→ **Written instruction**
Type out all of the records below word for word, leaving the pictures out of your answer.

Entries from a pointing dataset:
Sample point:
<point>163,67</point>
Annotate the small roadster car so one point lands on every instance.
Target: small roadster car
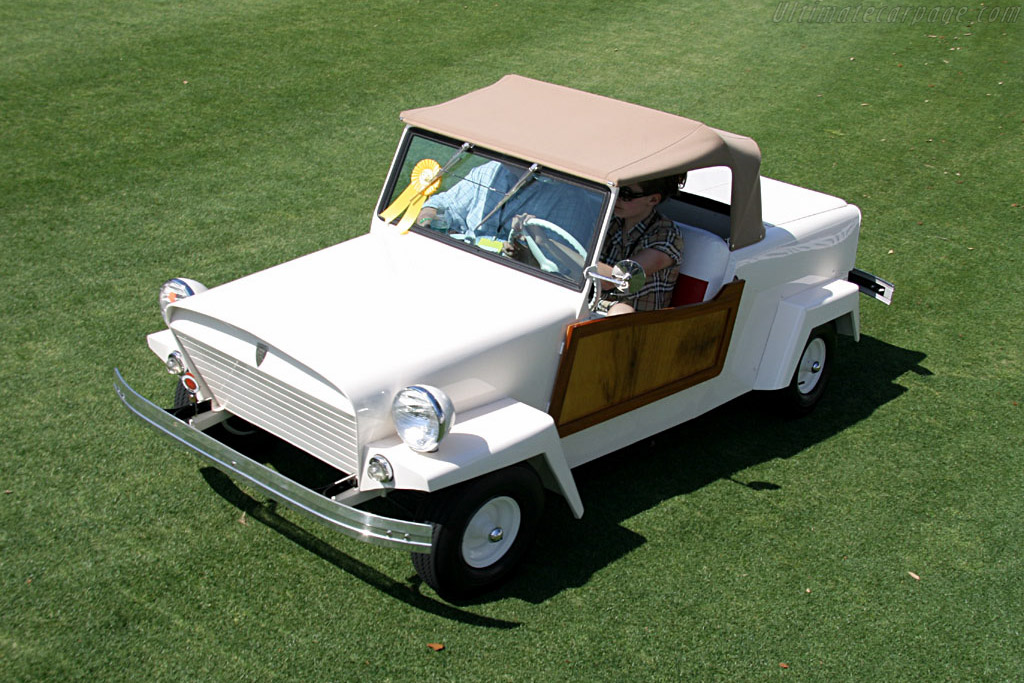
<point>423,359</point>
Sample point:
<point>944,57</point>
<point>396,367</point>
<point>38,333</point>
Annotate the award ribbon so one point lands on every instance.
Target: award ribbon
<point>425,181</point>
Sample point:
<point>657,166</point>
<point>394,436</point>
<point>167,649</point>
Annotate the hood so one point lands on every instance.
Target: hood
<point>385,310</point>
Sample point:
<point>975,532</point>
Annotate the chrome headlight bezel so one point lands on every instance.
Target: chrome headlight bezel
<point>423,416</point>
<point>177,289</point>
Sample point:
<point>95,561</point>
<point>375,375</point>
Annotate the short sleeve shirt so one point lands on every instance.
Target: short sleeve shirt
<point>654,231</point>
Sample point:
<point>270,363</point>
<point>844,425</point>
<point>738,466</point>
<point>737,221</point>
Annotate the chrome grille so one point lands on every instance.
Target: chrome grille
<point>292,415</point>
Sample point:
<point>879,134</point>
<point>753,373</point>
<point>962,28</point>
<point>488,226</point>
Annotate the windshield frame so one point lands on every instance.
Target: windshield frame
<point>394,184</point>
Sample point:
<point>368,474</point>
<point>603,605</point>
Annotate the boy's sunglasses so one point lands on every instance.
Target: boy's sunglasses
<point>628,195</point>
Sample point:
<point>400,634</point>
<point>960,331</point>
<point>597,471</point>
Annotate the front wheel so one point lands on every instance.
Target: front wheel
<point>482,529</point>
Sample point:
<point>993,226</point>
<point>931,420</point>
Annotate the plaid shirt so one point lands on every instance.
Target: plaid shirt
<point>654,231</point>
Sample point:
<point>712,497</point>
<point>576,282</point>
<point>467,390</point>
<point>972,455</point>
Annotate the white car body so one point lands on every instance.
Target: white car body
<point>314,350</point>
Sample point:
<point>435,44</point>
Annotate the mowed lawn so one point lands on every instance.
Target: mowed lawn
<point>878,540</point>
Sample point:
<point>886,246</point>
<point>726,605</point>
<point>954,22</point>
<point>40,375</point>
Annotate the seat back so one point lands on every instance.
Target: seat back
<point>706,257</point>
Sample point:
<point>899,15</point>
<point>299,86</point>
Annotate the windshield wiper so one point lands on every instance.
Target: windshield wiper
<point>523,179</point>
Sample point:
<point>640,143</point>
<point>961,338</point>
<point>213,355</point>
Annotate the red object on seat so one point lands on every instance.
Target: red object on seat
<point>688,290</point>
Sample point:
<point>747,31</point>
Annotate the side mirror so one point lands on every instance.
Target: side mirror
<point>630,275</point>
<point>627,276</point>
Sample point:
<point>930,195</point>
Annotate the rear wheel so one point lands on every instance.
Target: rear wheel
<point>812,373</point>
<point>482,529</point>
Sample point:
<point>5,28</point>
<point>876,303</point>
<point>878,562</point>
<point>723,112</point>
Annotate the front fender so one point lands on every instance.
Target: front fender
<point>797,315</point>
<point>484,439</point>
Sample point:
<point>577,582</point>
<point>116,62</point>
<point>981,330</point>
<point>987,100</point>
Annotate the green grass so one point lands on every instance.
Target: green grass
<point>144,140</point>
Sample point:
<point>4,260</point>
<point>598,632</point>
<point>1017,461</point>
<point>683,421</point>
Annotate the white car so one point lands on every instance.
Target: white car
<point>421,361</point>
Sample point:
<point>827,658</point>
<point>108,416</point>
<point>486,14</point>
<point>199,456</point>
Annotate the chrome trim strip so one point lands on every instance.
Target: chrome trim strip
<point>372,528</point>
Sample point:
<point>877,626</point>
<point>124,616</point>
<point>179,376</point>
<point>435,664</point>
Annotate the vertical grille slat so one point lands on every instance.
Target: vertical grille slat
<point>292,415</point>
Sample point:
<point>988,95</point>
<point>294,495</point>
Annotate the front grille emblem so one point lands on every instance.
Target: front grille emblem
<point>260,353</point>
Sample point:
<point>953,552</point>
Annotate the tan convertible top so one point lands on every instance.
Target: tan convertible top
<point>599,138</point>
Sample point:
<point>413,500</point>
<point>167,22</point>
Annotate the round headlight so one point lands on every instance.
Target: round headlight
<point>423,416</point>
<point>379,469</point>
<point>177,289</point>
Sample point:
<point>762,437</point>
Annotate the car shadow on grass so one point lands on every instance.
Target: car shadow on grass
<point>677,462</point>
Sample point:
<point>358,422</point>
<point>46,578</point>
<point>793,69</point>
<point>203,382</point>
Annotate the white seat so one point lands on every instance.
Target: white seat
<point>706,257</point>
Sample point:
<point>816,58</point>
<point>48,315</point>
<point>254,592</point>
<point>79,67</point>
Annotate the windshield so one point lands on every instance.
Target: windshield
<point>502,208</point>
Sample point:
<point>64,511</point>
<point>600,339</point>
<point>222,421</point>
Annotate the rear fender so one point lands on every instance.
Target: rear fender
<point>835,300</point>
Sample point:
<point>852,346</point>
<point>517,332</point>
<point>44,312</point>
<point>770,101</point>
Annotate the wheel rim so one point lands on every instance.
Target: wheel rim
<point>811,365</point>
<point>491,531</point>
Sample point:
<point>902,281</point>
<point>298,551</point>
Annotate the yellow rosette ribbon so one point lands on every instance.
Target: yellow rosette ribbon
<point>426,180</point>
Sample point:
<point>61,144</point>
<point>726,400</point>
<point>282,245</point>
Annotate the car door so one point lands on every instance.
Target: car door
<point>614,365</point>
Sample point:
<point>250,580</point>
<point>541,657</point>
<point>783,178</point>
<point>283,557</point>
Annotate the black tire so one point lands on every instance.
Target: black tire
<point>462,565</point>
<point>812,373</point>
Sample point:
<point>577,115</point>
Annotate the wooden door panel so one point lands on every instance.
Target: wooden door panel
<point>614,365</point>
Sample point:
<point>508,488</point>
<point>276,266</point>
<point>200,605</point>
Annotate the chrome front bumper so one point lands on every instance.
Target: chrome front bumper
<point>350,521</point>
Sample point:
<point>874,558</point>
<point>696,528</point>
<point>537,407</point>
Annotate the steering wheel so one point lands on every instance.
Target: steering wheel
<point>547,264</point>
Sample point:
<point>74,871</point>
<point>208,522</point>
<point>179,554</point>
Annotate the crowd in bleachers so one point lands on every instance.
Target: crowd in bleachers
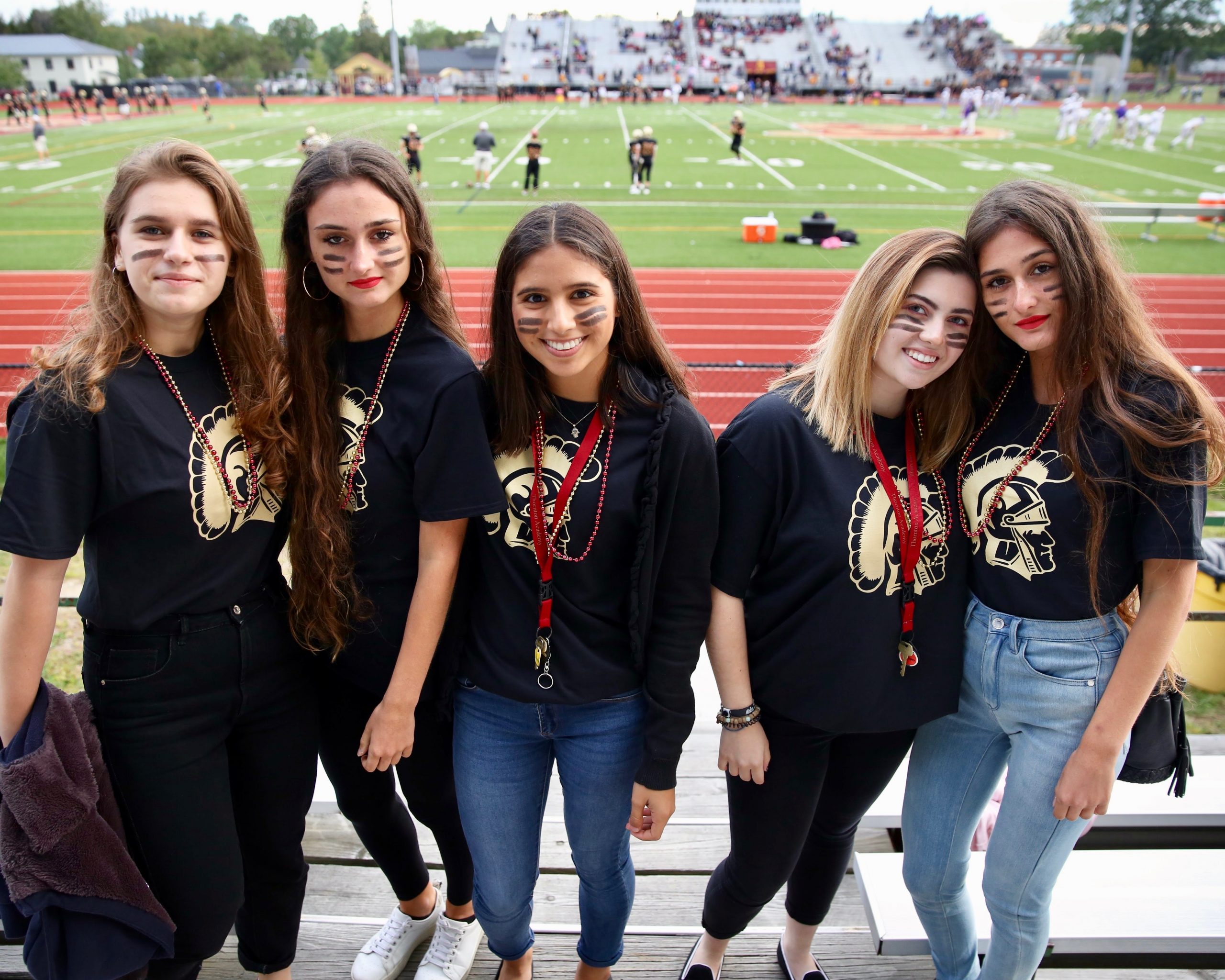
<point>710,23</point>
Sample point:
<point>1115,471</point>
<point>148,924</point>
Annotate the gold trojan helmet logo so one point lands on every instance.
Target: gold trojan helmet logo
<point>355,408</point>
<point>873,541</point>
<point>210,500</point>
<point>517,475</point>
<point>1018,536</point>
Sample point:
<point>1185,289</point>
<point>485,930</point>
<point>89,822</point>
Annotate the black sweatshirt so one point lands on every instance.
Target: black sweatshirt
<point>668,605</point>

→ **Task response**
Sample point:
<point>163,67</point>
Annotate the small roadster car so one point lands on every instance.
Target: small roadster car
<point>423,359</point>
Sample point:
<point>944,57</point>
<point>396,367</point>
<point>38,333</point>
Annotate the award ribbon so one point lands on every instance.
Target: award ribbon
<point>425,181</point>
Sample point:
<point>657,166</point>
<point>394,436</point>
<point>167,649</point>
Annotate the hood so one point lands on every instance.
Target: hood
<point>385,310</point>
Sample point:
<point>975,532</point>
Annotate the chrome headlight bezel so one point lands on every instance.
Target: chrome headlight bezel
<point>423,416</point>
<point>177,289</point>
Sample point:
<point>95,561</point>
<point>375,375</point>
Annotate the short sleeve shirt so one point lands on every instance.
Target: short sleeve shirt
<point>654,231</point>
Sample point:
<point>270,363</point>
<point>844,425</point>
<point>738,466</point>
<point>737,221</point>
Annotate the chrome grille so one point lands on every instance.
Target: chrome grille
<point>292,415</point>
Sample point:
<point>879,134</point>
<point>753,373</point>
<point>962,28</point>
<point>488,226</point>
Annotate the windshield frame so one point lands on every instance.
Target: windshield frame
<point>394,184</point>
Sample point:
<point>368,474</point>
<point>603,605</point>
Annotate the boy's sunglasses so one point lands on every instance.
Target: boy's sunglasses
<point>628,195</point>
Sample point:
<point>400,634</point>
<point>960,331</point>
<point>597,471</point>
Annotate the front wheel so one point lands on every instance.
Target: front wheel
<point>482,529</point>
Sample point:
<point>993,226</point>
<point>931,420</point>
Annotate the plaid shirt so one point lands on every instance.
Target: plaid shirt
<point>654,231</point>
Sample point:
<point>712,497</point>
<point>576,282</point>
<point>467,390</point>
<point>972,455</point>
Annotate the white car body so one point lands on every instance.
Target: white car body
<point>314,350</point>
Sample point:
<point>435,44</point>
Annotate the mowed lawn so one point lands on every instance.
Target: mowed lawn
<point>878,540</point>
Sample point:
<point>886,246</point>
<point>726,605</point>
<point>954,22</point>
<point>40,375</point>
Annotate the seat back so one point lands on every instance.
Target: seat back
<point>706,257</point>
Sample point:
<point>899,15</point>
<point>299,86</point>
Annotate the windshield wiper so one point lands on every instance.
Target: windshield wiper
<point>523,179</point>
Sample point:
<point>640,143</point>
<point>961,338</point>
<point>213,355</point>
Annotate the red object on seat so one point lands on every instance.
Target: red object on seat
<point>688,290</point>
Sample point:
<point>747,31</point>
Annotate the side mirror so one point lands on every instance.
Target: side mirror
<point>630,275</point>
<point>627,276</point>
Sample point:
<point>930,195</point>
Annotate the rear wheel so one point lands on every instance.
Target: rear wheel
<point>812,373</point>
<point>482,529</point>
Sample point:
<point>5,28</point>
<point>876,303</point>
<point>878,562</point>
<point>723,112</point>
Annotate the front fender so one point lands on every instance.
Target: front fender
<point>797,315</point>
<point>484,439</point>
Sample point:
<point>577,582</point>
<point>116,62</point>
<point>981,330</point>
<point>987,100</point>
Annotate the green grass so one point lands on every instance.
Target: green grass
<point>144,140</point>
Sample point:
<point>4,260</point>
<point>598,632</point>
<point>1017,461</point>
<point>683,421</point>
Annotate the white car so one point lands on every instance.
Target: white car
<point>421,361</point>
Sample point:
<point>827,658</point>
<point>108,416</point>
<point>486,14</point>
<point>199,456</point>
Annotate the chrome trim strip so one point lands on every instance.
Target: chrome trim strip
<point>372,528</point>
Sample point:
<point>877,626</point>
<point>124,616</point>
<point>179,376</point>
<point>435,664</point>
Annotate the vertical grille slat so one point lands on every instance.
Target: vertical grille slat
<point>292,415</point>
Sample point:
<point>988,95</point>
<point>294,495</point>
Annotate the front grille emblem so one point lands on every instance.
Target: front grille emblem
<point>260,353</point>
Sample point:
<point>953,552</point>
Annotate the tan convertible top so one point lands on every instance.
Target: tan convertible top
<point>599,138</point>
Sample point:
<point>413,500</point>
<point>167,22</point>
Annotate the round headlight so one point lands on every instance.
Target: round headlight
<point>423,416</point>
<point>379,469</point>
<point>177,289</point>
Sample point:
<point>762,437</point>
Annotate the car shadow on grass so one point lands on every instance.
Target: car shadow on grass
<point>677,462</point>
Sample point:
<point>358,422</point>
<point>46,578</point>
<point>793,69</point>
<point>203,382</point>
Annotate the white seat so one point lands on every instance.
Target: white seat
<point>706,257</point>
Sample point:
<point>816,58</point>
<point>48,315</point>
<point>254,592</point>
<point>79,67</point>
Annotate the windshield so one point lands on every instance.
Target: windshield
<point>502,208</point>
Sample point:
<point>64,511</point>
<point>600,339</point>
<point>222,421</point>
Annotate the rear fender so one point lands on every instance.
Target: rear fender
<point>835,300</point>
Sample point:
<point>852,346</point>
<point>517,332</point>
<point>44,312</point>
<point>770,101</point>
Annotate the wheel rim so one point lands on every instance.
Target: wheel rim
<point>811,365</point>
<point>491,531</point>
Sample point:
<point>902,281</point>
<point>298,551</point>
Annotate the yellow rosette ribbon so one point lands on every instance.
Target: yellow rosette ribbon
<point>426,180</point>
Sample point:
<point>61,144</point>
<point>726,400</point>
<point>282,245</point>
Annotate the car door so one point lands on every instance.
Target: car door
<point>614,365</point>
Sample point:
<point>250,580</point>
<point>541,657</point>
<point>783,178</point>
<point>283,557</point>
Annotate the black tire so one point lands on every instance.
Target: black tire
<point>462,565</point>
<point>812,373</point>
Sample point:
<point>577,115</point>
Annotate the wooden door panel so one point lands on every instance.
Target: wooden door panel
<point>614,365</point>
Sample point:
<point>508,488</point>
<point>276,266</point>
<point>200,605</point>
Annotate the chrome front bumper so one point lands on every instance.
Target: chrome front bumper
<point>350,521</point>
Sample point:
<point>874,558</point>
<point>696,528</point>
<point>537,407</point>
Annotate the steering wheel so one point lands on every instance.
Target: steering wheel
<point>547,264</point>
Sample point:
<point>74,871</point>
<point>208,522</point>
<point>179,554</point>
Annotate the crowd in bleachers so one point lands on every instance.
Target: crowd in bleachers
<point>710,23</point>
Sample point:
<point>1115,471</point>
<point>148,924</point>
Annotate the gold trojan helmet logo so one point lands on every instance.
Target: gold trojan helmet logo
<point>355,408</point>
<point>873,541</point>
<point>210,500</point>
<point>517,475</point>
<point>1018,536</point>
Sample point:
<point>1185,289</point>
<point>485,930</point>
<point>89,822</point>
Annotate the black sweatshirt so one point lands on every instance.
Target: black sweatshirt
<point>668,605</point>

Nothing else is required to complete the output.